▸ **RECORDS FOR PROCESSING**:
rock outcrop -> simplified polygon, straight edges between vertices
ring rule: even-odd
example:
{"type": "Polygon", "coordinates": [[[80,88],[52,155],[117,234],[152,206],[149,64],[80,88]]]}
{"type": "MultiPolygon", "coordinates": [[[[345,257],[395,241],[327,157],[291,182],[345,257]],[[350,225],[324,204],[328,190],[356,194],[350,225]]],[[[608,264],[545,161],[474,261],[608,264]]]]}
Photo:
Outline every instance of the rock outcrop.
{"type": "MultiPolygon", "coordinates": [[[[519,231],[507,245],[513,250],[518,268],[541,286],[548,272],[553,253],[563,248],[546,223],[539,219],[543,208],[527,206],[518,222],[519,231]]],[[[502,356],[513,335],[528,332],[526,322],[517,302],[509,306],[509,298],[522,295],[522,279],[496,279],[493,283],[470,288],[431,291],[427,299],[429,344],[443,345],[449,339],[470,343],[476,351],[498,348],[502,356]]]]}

==

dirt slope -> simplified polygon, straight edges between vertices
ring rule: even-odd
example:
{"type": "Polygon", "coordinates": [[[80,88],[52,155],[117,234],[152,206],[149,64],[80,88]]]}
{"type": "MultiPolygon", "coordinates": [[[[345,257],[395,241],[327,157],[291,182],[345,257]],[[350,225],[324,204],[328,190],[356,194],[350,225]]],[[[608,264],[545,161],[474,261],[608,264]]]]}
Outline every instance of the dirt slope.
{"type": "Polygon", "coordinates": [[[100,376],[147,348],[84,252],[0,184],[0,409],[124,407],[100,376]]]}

▸ **REQUIREMENT**:
Return, from the data, each line that has the word "straight" in it.

▸ **SOLUTION TO THIS EXERCISE**:
rock outcrop -> simplified polygon, straight edges between vertices
dirt slope -> simplified polygon, straight edges between vertices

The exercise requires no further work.